Dataset items about object locations:
--- Begin ---
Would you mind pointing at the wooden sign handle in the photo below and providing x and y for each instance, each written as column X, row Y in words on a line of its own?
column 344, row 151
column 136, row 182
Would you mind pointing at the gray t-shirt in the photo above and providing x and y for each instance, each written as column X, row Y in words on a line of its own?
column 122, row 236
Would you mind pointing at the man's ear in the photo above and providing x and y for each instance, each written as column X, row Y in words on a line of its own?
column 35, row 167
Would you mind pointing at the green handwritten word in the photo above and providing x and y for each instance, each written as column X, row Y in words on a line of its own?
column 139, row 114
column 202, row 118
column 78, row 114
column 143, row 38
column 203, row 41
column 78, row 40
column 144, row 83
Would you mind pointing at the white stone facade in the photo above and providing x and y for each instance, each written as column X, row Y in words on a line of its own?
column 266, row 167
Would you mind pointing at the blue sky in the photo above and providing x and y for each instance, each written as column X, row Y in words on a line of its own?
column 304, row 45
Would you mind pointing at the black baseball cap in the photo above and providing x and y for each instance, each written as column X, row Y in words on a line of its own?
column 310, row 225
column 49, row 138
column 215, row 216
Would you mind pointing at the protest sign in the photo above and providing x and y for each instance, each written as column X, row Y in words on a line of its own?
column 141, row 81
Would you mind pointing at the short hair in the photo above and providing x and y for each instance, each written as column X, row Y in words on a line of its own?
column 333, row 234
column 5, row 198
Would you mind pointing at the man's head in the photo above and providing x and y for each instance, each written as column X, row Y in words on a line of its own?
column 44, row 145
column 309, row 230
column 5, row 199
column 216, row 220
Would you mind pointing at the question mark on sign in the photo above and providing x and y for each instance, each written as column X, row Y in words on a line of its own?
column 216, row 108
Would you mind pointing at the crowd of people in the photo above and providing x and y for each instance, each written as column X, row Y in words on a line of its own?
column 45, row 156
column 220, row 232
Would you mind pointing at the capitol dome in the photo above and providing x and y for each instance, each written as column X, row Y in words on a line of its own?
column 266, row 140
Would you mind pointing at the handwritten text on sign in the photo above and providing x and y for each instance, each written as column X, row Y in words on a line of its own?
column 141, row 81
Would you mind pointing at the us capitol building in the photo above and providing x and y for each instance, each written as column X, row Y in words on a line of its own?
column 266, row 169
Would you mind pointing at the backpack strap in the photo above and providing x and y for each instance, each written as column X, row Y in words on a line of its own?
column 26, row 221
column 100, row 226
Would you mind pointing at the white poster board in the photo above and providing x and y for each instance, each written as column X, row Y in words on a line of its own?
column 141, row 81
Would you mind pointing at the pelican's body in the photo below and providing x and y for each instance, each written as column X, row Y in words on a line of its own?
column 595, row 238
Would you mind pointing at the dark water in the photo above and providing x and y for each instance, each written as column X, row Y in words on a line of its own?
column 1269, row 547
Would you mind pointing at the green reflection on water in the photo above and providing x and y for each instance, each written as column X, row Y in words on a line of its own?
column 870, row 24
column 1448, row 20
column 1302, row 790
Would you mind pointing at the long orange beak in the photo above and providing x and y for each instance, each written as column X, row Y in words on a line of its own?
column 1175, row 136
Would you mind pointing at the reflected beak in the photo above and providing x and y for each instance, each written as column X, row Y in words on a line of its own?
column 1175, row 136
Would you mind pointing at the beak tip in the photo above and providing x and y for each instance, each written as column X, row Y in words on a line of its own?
--- End ---
• **Stated exercise**
Render every line of the items above as a JSON list of strings, one string per line, leaving out blank lines.

• **The response**
[
  "Would you mind pointing at the wooden sign handle in the photo below and providing x and y for each instance, each written as column X, row Y in words on a line of its own?",
  "column 344, row 151",
  "column 136, row 182",
  "Would you mind pointing at the gray t-shirt in the photo above and providing x and y for each instance, each written as column X, row Y in words on a line of its own?",
  "column 122, row 236",
  "Would you mind pointing at the man's ear in the photo above and providing x and y for each instance, each written as column X, row Y in words on a line of its own?",
  "column 35, row 167",
  "Would you mind pointing at the green handwritten word in the photo above and providing x and y for each instance, each written as column X, row Y in words on a line of its own?",
  "column 139, row 114",
  "column 202, row 118",
  "column 78, row 114",
  "column 143, row 38",
  "column 203, row 41",
  "column 78, row 40",
  "column 144, row 83",
  "Would you mind pointing at the white stone facade in the photo above and providing x and y for each instance, each written as column X, row Y in words on a line of its own?",
  "column 266, row 167",
  "Would you mind pointing at the blue sky in the photo above and providing x and y for each instance, each written as column X, row Y in words on a line of its own?",
  "column 304, row 45",
  "Would you mind pointing at the black baseball cap in the photo above and providing x and y for each instance, each written as column X, row Y in words on a line of its own?",
  "column 310, row 225",
  "column 49, row 138",
  "column 215, row 216",
  "Would you mind pointing at the protest sign in the photo above and providing x and y for each instance, each written as column X, row Y in words on a line of its own?",
  "column 141, row 81",
  "Would you mind pointing at the short hair in the photo above and providing x and y for each instance, each written as column X, row Y in words on a line of its own?",
  "column 333, row 234",
  "column 5, row 198",
  "Would you mind pointing at the man's head in the photo above and providing x and y for each instance, each written as column X, row Y in words on a line of its own?",
  "column 44, row 145",
  "column 309, row 230",
  "column 5, row 199",
  "column 216, row 220",
  "Would you mind pointing at the question mark on sign in the photo above and providing x and y for each instance, each written as column X, row Y in words on a line of its own?",
  "column 216, row 108",
  "Would you mind pointing at the crowd of people in the photo above and providing x and y for each instance, each written as column X, row Y in words on a line of its own?",
  "column 45, row 156",
  "column 220, row 232",
  "Would you mind pointing at the capitol dome in the photo above and providing x and y for each instance, each written as column X, row Y in words on a line of its own?",
  "column 266, row 140",
  "Would you mind pointing at the handwritten text on sign in the photo above and providing x and y for each instance, each written as column X, row Y in words on a line of its own?",
  "column 141, row 81",
  "Would you mind pointing at the us capitol building in the photo above and providing x and y for each instance, each written as column X, row Y in words on a line of its own?",
  "column 266, row 169",
  "Would you mind pointing at the backpack strap in the photo above and providing x and y for each instance, each written as column X, row Y in words on a line of its own?",
  "column 26, row 221",
  "column 100, row 226",
  "Would you mind pointing at the white poster board in the photo above and providing x and y for each instance, each written as column X, row Y in words on a line of its own?",
  "column 141, row 81",
  "Would you mind pointing at the pelican's body in the photo below and providing x and y for each instance, each written as column X, row Y in words on a line of its own?",
  "column 595, row 238",
  "Would you mind pointing at the dark water in the photo above and providing x and y for each instance, each written as column X, row Y in words on a line of its own?",
  "column 1269, row 547",
  "Would you mind pointing at the green reflection on water in the photo above and providing x and y for each instance, each written as column X, row Y in words on a line of its own?",
  "column 870, row 24",
  "column 1448, row 20",
  "column 1302, row 790",
  "Would you mind pointing at the long orange beak in the photo above and providing x and y for each instance, each written as column X, row Y in words on a line of its own?",
  "column 1175, row 136",
  "Would you mind pointing at the reflected beak in the photo above and providing x and y for each instance, each written as column X, row Y in words on a line of its own?",
  "column 1175, row 136",
  "Would you mind pointing at the beak tip in the photo above and providing x and y for each instance, each written as column X, row Y in words on a line of its own?"
]